>>
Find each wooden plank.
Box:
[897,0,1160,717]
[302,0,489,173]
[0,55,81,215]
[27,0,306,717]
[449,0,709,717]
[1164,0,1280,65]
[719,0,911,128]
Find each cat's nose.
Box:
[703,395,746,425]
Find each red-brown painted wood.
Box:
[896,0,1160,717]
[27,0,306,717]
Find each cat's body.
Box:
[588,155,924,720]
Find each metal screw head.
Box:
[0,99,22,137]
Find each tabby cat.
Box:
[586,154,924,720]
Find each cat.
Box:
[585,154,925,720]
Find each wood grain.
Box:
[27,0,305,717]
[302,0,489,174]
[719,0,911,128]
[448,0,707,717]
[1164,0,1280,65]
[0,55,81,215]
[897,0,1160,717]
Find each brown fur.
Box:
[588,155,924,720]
<<
AIM OF THE EXERCISE
Copy the rows from the line with "Find each cat's body." through the end of the rows, putting "Region" wherever "Box" appears and changing nothing else.

WRITTEN ANSWER
Find each cat's body.
Region:
[588,155,924,720]
Find each metal screw head.
Region:
[0,99,22,137]
Find each tabby cat.
Region:
[586,154,924,720]
Find each cat.
Region:
[585,154,925,720]
Find each wood grain.
Region:
[27,0,305,717]
[302,0,489,174]
[719,0,911,128]
[448,0,707,717]
[1164,0,1280,65]
[0,55,81,215]
[897,0,1160,717]
Find each brown fur.
Region:
[588,155,924,720]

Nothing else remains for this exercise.